Will you quote all of the entries, word for word?

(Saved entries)
------------------------------------------------------------

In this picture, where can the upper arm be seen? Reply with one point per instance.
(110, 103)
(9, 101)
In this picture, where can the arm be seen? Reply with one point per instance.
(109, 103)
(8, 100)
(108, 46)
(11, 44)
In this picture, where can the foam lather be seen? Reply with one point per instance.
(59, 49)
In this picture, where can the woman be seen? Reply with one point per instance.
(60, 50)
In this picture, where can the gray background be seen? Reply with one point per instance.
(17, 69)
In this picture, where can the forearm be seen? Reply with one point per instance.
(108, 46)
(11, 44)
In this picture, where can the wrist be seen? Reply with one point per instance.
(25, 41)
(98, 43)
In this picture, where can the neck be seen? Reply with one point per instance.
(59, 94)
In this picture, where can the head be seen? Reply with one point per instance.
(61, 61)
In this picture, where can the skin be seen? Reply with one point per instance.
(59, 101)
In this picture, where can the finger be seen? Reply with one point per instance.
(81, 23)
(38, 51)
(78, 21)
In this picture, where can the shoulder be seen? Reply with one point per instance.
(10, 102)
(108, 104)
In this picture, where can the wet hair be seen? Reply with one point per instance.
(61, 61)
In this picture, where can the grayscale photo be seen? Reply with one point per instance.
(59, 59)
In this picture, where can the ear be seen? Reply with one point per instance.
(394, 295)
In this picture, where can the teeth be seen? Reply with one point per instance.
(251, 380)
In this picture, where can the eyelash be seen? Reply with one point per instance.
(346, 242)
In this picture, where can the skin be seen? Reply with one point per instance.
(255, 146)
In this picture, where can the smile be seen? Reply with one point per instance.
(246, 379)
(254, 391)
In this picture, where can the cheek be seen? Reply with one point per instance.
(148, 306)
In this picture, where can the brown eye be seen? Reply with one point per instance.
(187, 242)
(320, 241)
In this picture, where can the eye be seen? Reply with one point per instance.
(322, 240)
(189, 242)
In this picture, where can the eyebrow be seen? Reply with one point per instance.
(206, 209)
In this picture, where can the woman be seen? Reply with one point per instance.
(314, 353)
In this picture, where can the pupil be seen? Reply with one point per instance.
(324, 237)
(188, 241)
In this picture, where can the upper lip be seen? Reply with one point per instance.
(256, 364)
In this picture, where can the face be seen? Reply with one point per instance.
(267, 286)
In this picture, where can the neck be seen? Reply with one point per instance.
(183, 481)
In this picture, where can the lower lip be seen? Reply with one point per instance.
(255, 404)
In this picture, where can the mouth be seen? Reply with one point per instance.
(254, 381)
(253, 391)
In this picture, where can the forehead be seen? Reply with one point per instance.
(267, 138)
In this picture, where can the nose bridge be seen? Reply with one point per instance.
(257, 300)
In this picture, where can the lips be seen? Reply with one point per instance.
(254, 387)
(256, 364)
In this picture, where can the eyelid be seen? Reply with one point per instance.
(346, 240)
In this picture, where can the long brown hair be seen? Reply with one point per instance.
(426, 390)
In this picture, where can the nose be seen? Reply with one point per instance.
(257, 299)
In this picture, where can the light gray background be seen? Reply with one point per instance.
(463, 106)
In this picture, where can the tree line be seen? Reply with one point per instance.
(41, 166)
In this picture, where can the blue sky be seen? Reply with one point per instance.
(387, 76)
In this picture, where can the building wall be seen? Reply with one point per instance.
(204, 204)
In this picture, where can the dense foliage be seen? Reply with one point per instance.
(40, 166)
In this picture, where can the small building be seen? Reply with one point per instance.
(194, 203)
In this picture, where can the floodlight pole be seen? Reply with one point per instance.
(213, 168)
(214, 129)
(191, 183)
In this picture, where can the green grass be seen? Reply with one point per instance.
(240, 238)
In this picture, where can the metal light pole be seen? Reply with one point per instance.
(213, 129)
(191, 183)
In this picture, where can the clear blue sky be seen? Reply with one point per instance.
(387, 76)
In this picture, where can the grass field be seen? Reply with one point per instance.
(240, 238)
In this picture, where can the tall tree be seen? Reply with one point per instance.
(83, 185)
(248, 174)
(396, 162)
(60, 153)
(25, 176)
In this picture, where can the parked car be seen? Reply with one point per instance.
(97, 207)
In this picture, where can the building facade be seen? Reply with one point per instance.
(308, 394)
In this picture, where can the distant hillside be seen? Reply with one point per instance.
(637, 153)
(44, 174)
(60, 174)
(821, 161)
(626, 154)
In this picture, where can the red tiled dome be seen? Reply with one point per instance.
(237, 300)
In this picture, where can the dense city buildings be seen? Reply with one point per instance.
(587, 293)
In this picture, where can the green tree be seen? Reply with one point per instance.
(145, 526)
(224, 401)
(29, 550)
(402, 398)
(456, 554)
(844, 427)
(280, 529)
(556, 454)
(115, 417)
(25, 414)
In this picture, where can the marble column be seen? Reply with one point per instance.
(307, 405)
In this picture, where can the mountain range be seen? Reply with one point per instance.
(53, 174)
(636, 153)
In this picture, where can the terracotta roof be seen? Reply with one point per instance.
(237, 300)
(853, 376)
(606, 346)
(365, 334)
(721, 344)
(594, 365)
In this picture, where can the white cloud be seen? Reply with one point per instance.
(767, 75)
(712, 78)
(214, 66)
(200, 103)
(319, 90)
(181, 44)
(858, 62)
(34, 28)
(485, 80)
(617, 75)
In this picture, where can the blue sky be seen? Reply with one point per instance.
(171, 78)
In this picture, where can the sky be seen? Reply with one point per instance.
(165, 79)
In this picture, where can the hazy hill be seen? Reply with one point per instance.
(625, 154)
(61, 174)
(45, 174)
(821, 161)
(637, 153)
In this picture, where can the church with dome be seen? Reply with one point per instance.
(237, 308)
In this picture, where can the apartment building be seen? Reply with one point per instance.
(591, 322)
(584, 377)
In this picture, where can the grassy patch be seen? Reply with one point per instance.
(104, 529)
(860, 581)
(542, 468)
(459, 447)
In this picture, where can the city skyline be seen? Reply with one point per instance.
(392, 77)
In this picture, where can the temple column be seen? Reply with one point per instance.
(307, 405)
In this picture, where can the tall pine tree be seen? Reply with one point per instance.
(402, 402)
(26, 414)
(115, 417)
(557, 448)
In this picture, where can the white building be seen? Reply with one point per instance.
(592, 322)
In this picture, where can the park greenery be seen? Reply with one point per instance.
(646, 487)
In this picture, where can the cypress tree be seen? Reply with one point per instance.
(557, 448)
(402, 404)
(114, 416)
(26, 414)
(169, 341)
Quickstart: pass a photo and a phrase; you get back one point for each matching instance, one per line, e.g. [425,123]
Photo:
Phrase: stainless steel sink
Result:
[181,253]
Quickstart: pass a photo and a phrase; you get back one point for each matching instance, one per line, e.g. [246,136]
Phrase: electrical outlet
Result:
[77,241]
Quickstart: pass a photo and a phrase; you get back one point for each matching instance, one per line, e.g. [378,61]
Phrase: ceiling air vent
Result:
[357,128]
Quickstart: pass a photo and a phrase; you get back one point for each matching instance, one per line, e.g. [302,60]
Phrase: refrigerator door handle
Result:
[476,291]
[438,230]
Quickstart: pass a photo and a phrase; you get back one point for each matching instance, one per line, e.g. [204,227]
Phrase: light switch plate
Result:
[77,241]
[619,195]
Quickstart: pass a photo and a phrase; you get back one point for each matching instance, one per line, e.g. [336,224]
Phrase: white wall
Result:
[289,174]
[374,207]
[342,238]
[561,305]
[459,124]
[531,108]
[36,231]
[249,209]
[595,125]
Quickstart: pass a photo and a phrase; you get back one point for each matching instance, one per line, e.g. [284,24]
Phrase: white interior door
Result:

------------------------------------------------------------

= WRITTEN ANSWER =
In this picture, where can the upper arm be seen? Reply with one point per instance.
(110, 103)
(9, 101)
In this picture, where can the arm be seen? Reply with one point per instance.
(109, 103)
(8, 100)
(108, 46)
(11, 44)
In this picture, where can the foam lather be seen? Reply with one point per instance.
(59, 49)
In this picture, where can the woman be seen? Reply with one point per instance.
(60, 50)
In this picture, where can the gray background be seen? Reply with one point per instance.
(17, 69)
In this picture, where can the forearm be seen? Reply with one point per instance.
(108, 46)
(11, 44)
In this picture, where can the wrist be seen? Reply with one point per instance.
(25, 41)
(98, 43)
In this picture, where can the neck be seen? Reply with one point per instance.
(59, 94)
In this picture, where can the head be seen? Reply with one point per instance.
(61, 61)
In this picture, where can the skin be seen? Reply with one point per instance.
(59, 101)
In this picture, where can the finger be seen? Reply with one point per instance.
(81, 23)
(38, 51)
(78, 21)
In this picture, where can the shoulder be seen? Reply with one point per instance.
(10, 102)
(108, 104)
In this picture, where can the wet hair be seen? Reply with one point per instance.
(61, 61)
In this picture, where can the grayscale photo be seen? Reply with one point per instance.
(59, 59)
In this picture, where can the ear be seen? Reply with one point per instance.
(394, 295)
In this picture, where can the teeth be seen? Reply with one point per instance.
(251, 380)
In this picture, where can the eyelash be seen? Reply with one point per instance.
(346, 242)
In this picture, where can the skin be seen? Reply with one point per instance.
(255, 146)
In this picture, where can the smile be seen? Reply with one point per instance.
(246, 379)
(254, 391)
In this picture, where can the cheek be seen? Reply with one point per instance.
(148, 306)
In this picture, where can the brown eye be seen? Reply with one point per instance.
(187, 242)
(320, 241)
In this picture, where can the eye be seen? Reply with one point per instance.
(322, 240)
(189, 242)
In this picture, where can the eyebrow be seen? Reply with one point per instance.
(206, 209)
In this picture, where can the woman be seen? Reply with one point per instance.
(314, 353)
In this picture, where can the pupil be seen? Reply with one point per instance.
(324, 237)
(188, 241)
In this picture, where can the upper lip be seen? Reply with one point per instance.
(256, 364)
In this picture, where can the face be seen? Reply with one point per instance.
(267, 286)
In this picture, where can the neck be seen? Reply with one point per instance.
(183, 481)
In this picture, where can the lower lip be seen? Reply with one point per instance.
(255, 404)
In this picture, where can the mouth be seen? Reply with one point per instance.
(254, 381)
(253, 391)
In this picture, where can the forehead be seen? Reply with one point per instance.
(267, 138)
In this picture, where can the nose bridge be seen? Reply with one point per instance.
(257, 300)
In this picture, where can the lips be seen? Reply with one point per instance.
(254, 387)
(256, 364)
In this picture, where can the eyelid be seen? Reply with one point per instance.
(346, 240)
In this picture, where can the long brown hair be seen? Reply with one point per instance.
(426, 390)
In this picture, where can the nose be seen? Reply with one point per instance.
(257, 299)
In this picture, where can the light gray background be seen? Reply with one point per instance.
(463, 106)
In this picture, where can the tree line be seen? Reply with one point per instance.
(41, 166)
In this picture, where can the blue sky be seen? Reply with one point per instance.
(387, 76)
In this picture, where can the building wall be seen? Reply with one point per instance.
(204, 204)
In this picture, where can the dense foliage be seen? Reply with one point per instance.
(40, 166)
In this picture, where can the small building be seen? Reply with one point per instance.
(194, 203)
In this picture, where can the floodlight pole be seen? Reply with one point per instance.
(213, 168)
(214, 129)
(191, 183)
In this picture, where can the green grass be seen? Reply with one point per instance.
(240, 238)
In this picture, where can the metal light pole be seen? Reply with one point per instance.
(213, 129)
(191, 183)
In this picture, where can the clear blue sky be seen? Reply with one point per instance.
(387, 76)
In this picture, where can the grass field be seen? Reply with one point per instance.
(240, 238)
In this picture, where can the tall tree be seen? Reply with one point per instance.
(83, 185)
(248, 174)
(396, 162)
(60, 153)
(25, 176)
In this picture, where can the parked car be seen? Reply with one point per instance.
(97, 207)
In this picture, where can the building facade be seen? Reply with one point per instance.
(308, 394)
In this picture, where can the distant hillside be seen? Reply with one point per instance.
(637, 153)
(44, 174)
(60, 174)
(821, 161)
(626, 154)
In this picture, where can the red tiled dome be seen? Reply with one point per instance.
(237, 300)
In this picture, where can the dense city buildings be seen? Reply with one point per instance.
(587, 293)
In this picture, where can the green tree be seen? Reply with one point per instance.
(145, 526)
(224, 401)
(29, 550)
(402, 398)
(456, 554)
(844, 427)
(280, 529)
(556, 454)
(115, 417)
(25, 414)
In this picture, where can the marble column be seen? Reply with one point per instance.
(307, 405)
In this picture, where can the mountain range be seen? Reply with one point per instance.
(53, 174)
(636, 153)
In this picture, where can the terracotta roof be seen? Reply with one point per instance.
(237, 300)
(853, 376)
(606, 346)
(365, 334)
(721, 344)
(594, 365)
In this picture, where can the white cloud be seen? Reply with one point per instance.
(767, 75)
(712, 78)
(214, 66)
(200, 103)
(319, 90)
(181, 44)
(858, 62)
(34, 28)
(485, 80)
(617, 75)
In this picture, where can the blue sky be seen? Reply with one point per instance.
(171, 78)
In this picture, where can the sky be seen? Reply with one point per instance.
(165, 79)
In this picture, where can the hazy hill be seen? Reply with one point per instance.
(625, 154)
(61, 174)
(45, 174)
(821, 161)
(637, 153)
In this picture, where can the church with dome be seen? Reply with one point per instance.
(237, 308)
In this picture, where can the apartment building be seen? Reply with one point per instance.
(591, 322)
(584, 377)
In this picture, where can the grassy patch be seen? Reply with one point per instance.
(104, 529)
(860, 581)
(542, 468)
(459, 447)
In this picture, where can the city skyline be seen? Reply with one point per instance.
(392, 77)
In this picture, where can the temple column be seen? Reply with one point per instance.
(307, 405)
In this picture, where can the tall pine tree be seen? Reply with one point per instance.
(402, 402)
(26, 414)
(115, 417)
(557, 448)
In this picture, where can the white building be seen? Reply with one point per instance.
(592, 322)
In this picture, where can the park greenery be seen? Reply with one point per instance.
(646, 487)
In this picture, where can the cypress tree be seen? Reply with one point per instance.
(557, 448)
(402, 404)
(114, 416)
(26, 414)
(169, 341)
Quickstart: pass a photo and a phrase; you get back one point for each matching instance, one per line, e.g. [425,123]
Photo:
Phrase: stainless steel sink
Result:
[181,253]
Quickstart: pass a photo and a phrase; you get back one point for each matching instance, one per line, e.g. [246,136]
Phrase: electrical outlet
Result:
[77,241]
Quickstart: pass a photo and a phrase; you get back one point for each matching instance, one per line, e.g. [378,61]
Phrase: ceiling air vent
Result:
[357,128]
Quickstart: pass a photo and a phrase; you get back one point for each matching instance, one per line, e.g. [302,60]
Phrase: refrigerator door handle
Result:
[476,291]
[438,230]
Quickstart: pass a photo and a phrase; you get back one point for each matching instance, one per line, e.g. [204,227]
Phrase: light switch plate
Result:
[77,241]
[619,195]
Quickstart: pass a photo and a phrase; you get back one point for each matching instance, one per line, e.g. [336,224]
Phrase: white wall
Result:
[289,174]
[374,207]
[342,238]
[561,305]
[459,124]
[531,108]
[36,231]
[249,209]
[595,125]
Quickstart: pass a photo and a phrase; you get back one point for each matching instance, one per line, e.g. [284,24]
Phrase: white interior door
Result:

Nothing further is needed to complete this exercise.